→ EXERCISE INSTRUCTIONS
Pick up the patent text on the telescopic extension jib for crane booms below from the point where it ends, and keep writing it.

→ SELECTION
(begin)

A telescopic extension jib for crane booms increases the reach of the boom and therefore increases the utility of the construction crane. To facilitate manual extension and retraction of the movable jib section relative to the fixed base section, a system of rollers is employed between the relatively movable jib sections. In the socketing area of the jib at full jib extension, upper and lower rollers are spring-mounted and can bear the dead weight of the movable jib section when the same is unloaded. Coacting bearing pads engage the top and bottom faces of the movable jib section under loading to distribute stresses over larger areas, the spring-mounted rollers retracting automatically to enable the movable jib section to engage the bearing pads in the socketing area. A locating pin is provided to lock the jib sections against accidental relative movement in both the extended and retracted positions of the jib.

Patent
   4045923
Priority
May 06 1976
Filed
May 06 1976
Issued
Sep 06 1977
Expiry
May 06 1996
Assg.orig
Entity
unknown
11
11
EXPIRED
1. An extension jib for crane booms comprising a stationary jib base section adapted for attachment to a crane boom, and an extensible and retractable movable jib section slidably mounted within said stationary jib section, said movable jib having top, bottom and side walls, longitudinally spaced opposing spring-urged rollers mounted on the stationary jib section, said rollers engaging the top and bottom walls of said movable jib section; each spring-urged roller comprising a freely rotatable transverse axis cylindrical roller of sufficient length to substantially span the width of the movable jib section, a mounting plate carrying said roller, headed guide pins engaged slidably with the mounting plate and allowing the mounting plate and roller to move toward and away from the adjacent wall of the movable jib section, and compression springs on said headed guide pins urging the mounting plate and roller toward the adjacent wall of the movable jib section, whereby the rollers bear the dead weight of the moving jib section when the latter is extended from the stationary jib section; and longitudinal spaced opposing bearing pad units mounted on the stationary jib adjacent the spring-urged rollers and engaging the top and bottom walls of the movable jib when the spring-urged rollers yield due to a load being placed on said movable jib section.
2. An extension jib for crane booms as defined by claim 1, and a releasable rigid locking means engagable with the two jib sections in the retracted and extended conditions of the jib to prevent accidental longitudinal relative movement between said stationary and movable jib sections.
3. An extension jib for crane booms as defined by claim 2, and cooperating positive stop elements on said stationary and movable jib sections to limit forward extension of the movable jib section relative to the stationary jib base section.
4. An extension jib for crane booms as defined by claim 1, and said movable jib section comprising an elongated rectangular cross section member, and said stationary jib section comprising a lattice-type member.
5. An extension jib for crane booms as defined by claim 1, wherein one pad unit is rockably mounted on an axis transverse to said jib.
6. An extension jib for crane booms as defined by claim 1, and the forwardmost of said pad units rockably mounted on an axis transverse to said jib.
7. An extension jib for crane booms as defined by claim 6, and said pad units each comprising a pair of laterally spaced flat faced steel bearing pads for direct engagement with the top and bottom walls of said movable jib section.
8. An extension jib for crane booms as defined by claim 1, and side adjustable longitudinally spaced wear pad units for the lateral guidance of the movable jib section on the stationary jib section.

(end)

→ DATA LINES
(begin)

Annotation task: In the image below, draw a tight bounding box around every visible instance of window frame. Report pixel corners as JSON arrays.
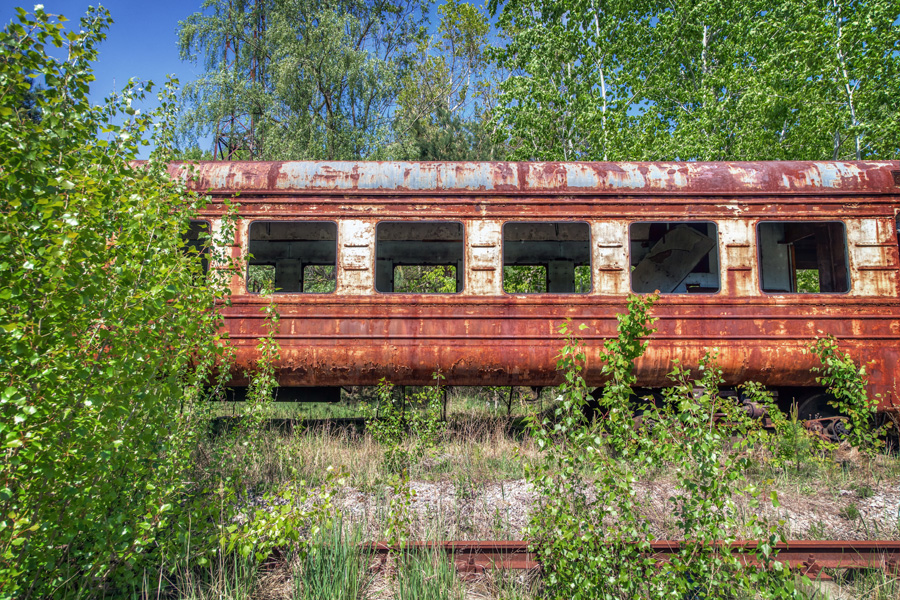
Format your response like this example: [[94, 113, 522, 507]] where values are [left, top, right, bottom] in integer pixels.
[[243, 219, 341, 296], [500, 219, 595, 296], [625, 219, 725, 298], [372, 218, 469, 296], [753, 218, 853, 298]]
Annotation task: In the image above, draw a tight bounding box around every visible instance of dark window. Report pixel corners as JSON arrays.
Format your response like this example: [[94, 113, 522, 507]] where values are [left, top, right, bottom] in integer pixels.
[[247, 221, 337, 294], [756, 221, 850, 294], [629, 221, 720, 294], [375, 221, 465, 294], [183, 221, 209, 273], [503, 222, 591, 294]]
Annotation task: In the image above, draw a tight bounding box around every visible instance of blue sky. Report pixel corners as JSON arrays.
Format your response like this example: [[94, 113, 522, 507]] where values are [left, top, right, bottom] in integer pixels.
[[0, 0, 207, 157], [0, 0, 482, 158]]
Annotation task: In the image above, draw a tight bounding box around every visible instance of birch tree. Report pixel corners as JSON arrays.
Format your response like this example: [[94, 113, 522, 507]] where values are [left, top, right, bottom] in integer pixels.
[[492, 0, 900, 160], [179, 0, 428, 160]]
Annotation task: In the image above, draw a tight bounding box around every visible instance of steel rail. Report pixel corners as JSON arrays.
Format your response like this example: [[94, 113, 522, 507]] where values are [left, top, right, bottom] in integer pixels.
[[364, 540, 900, 579]]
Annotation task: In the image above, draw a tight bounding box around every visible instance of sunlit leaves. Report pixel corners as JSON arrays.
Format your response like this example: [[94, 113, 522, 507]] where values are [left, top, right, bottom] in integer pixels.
[[0, 8, 236, 598]]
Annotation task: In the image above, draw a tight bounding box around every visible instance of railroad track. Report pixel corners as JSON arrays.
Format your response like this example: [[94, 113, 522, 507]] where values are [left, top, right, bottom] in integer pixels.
[[365, 540, 900, 580]]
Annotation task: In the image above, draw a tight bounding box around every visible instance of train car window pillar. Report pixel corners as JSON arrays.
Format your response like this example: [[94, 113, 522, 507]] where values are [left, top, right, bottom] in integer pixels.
[[375, 221, 465, 294], [503, 221, 591, 294], [182, 221, 211, 273], [756, 221, 850, 294], [247, 221, 337, 294]]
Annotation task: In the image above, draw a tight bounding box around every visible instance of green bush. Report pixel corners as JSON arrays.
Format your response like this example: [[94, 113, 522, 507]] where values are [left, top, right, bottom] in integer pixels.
[[0, 6, 338, 598], [527, 296, 796, 599], [810, 336, 880, 451]]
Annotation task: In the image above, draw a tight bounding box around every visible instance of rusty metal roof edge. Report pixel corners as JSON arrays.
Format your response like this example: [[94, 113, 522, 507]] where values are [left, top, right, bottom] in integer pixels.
[[162, 161, 900, 195]]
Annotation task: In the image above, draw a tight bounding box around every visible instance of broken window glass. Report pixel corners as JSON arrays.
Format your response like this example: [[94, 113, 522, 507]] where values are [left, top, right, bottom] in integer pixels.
[[247, 221, 337, 294], [375, 221, 465, 294], [629, 221, 720, 294], [756, 221, 850, 294], [503, 222, 591, 294], [182, 221, 209, 273]]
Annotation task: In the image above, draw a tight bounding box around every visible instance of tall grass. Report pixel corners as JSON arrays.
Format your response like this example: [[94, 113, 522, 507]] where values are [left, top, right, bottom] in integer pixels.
[[293, 520, 364, 600], [394, 551, 465, 600]]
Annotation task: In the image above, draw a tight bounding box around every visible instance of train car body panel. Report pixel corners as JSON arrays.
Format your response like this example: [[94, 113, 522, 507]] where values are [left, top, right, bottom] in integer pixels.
[[172, 162, 900, 409]]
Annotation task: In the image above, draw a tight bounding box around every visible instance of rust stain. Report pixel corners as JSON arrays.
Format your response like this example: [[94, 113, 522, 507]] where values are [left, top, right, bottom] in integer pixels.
[[171, 161, 900, 408]]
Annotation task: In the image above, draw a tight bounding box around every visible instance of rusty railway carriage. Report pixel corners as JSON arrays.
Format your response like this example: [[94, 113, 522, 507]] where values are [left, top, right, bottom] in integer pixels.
[[172, 162, 900, 413]]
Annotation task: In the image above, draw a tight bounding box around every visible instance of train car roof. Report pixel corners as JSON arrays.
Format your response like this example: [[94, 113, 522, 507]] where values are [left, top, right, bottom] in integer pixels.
[[163, 161, 900, 196]]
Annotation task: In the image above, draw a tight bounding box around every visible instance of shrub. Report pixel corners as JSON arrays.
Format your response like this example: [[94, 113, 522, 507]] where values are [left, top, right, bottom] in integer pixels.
[[527, 296, 795, 599], [810, 336, 879, 450], [0, 5, 227, 598]]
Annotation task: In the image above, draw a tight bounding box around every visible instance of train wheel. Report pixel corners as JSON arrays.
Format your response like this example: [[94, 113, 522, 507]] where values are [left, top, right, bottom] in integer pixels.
[[797, 392, 840, 421]]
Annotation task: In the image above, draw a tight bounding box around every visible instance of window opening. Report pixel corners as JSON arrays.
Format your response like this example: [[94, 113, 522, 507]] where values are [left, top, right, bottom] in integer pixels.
[[629, 221, 721, 294], [503, 222, 591, 294], [375, 221, 465, 294], [756, 221, 850, 294], [182, 221, 210, 273], [247, 221, 337, 294]]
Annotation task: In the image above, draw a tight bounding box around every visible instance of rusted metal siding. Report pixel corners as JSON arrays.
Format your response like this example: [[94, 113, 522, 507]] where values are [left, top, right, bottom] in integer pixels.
[[171, 161, 898, 195], [173, 162, 900, 407]]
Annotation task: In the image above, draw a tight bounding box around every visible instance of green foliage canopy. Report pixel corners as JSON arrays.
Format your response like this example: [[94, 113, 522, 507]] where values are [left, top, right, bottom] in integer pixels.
[[489, 0, 900, 160]]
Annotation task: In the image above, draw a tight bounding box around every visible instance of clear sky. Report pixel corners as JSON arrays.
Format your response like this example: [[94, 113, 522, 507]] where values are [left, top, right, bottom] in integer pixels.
[[0, 0, 209, 156]]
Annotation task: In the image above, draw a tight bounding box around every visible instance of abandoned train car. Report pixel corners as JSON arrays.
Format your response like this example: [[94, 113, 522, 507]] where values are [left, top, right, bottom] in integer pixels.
[[171, 162, 900, 414]]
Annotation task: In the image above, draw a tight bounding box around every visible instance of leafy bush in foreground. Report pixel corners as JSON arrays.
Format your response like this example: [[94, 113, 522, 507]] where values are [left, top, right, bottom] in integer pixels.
[[0, 6, 227, 598]]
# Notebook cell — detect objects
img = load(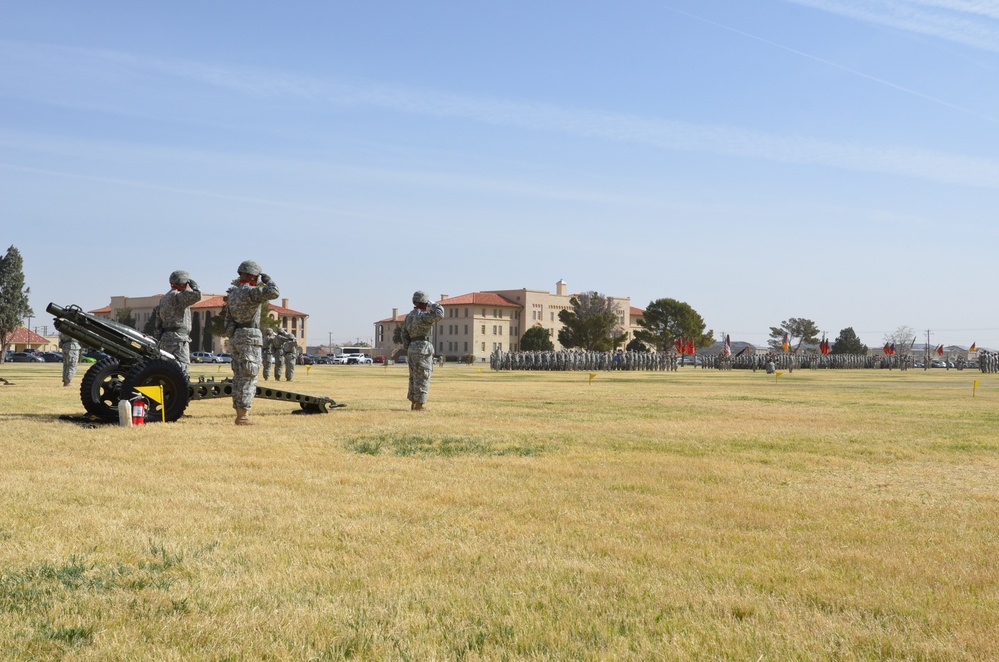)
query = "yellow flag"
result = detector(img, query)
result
[135,385,163,405]
[135,384,166,423]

(end)

→ THE OUTPUT
Telescopic extension jibs for crane booms have been employed in the prior art but have not been completely practical because of the extreme difficulty of manual manipulation of the movable jib section. Most construction cranes have no more than two operators and many have only a single operator. It is extremely difficult, if not impossible, for one operator or even two to extend the interior movable section of a telescopic jib due to the massiveness of the same and the high friction forces which resist manual manipulation. In some instances, crane operators have resorted to unusual procedures such as securing the movable section of the jib to some fixed structure and backing up the crane to extend the jib. This is highly inconvenient and could result in damage to the jib or other parts of the crane and the procedure is not advisable.

Accordingly, the objective of this invention is to provide a telescopic extension jib for crane booms which can easily be extended and retracted manually by one operator and is therefore completely practical and convenient to use. The extension jib increases the reach of the crane boom and thus increases the overall utility of the crane in comparison to cranes having nontelescopic extension jibs.

In carrying out the invention with economy, a lattice-type jib section of suitable length is provided and adapted for attachment to the leading end of the fly section of a hydraulically operated construction crane boom or to another type of crane boom, if preferred. A box section movable jib component or section is received telescopically in the jib base section and a positive safety locking pin means between the two jib sections is provided to lock them against movement in the fully extended and fully retracted positions.

To allow easy manual movement of the interior jib section relative to the base section, low friction guide rollers are provided on the jib base section at suitable points to engage and guide the movable jib section in all adjusted positions of the latter. In the socketing area of the two jib sections, when the telescopic jib is fully extended, an upper guide roller and a lower guide roller are spring-mounted on the jib base section with sufficient spring-loading to enable the two rollers to support the dead weight of the fully extended movable jib section without an external load thereon.

Adjacent to the spring-mounted rollers, coacting upper and lower longitudinally spaced bearing pads are provided in the socketing area on the jib base section to engage and bear the weight of the movable jib section when the same is loaded. The two spring-mounted rollers yield and retract automatically when the movable jib section is loaded to allow the transfer of its weight to the flat bearing pads which serve to distribute stresses over relatively large areas, thus avoiding local stress concentrations in the jib components which would exist if the jib guide rollers were rigidly mounted and bore the entire weight of the loaded movable jib section.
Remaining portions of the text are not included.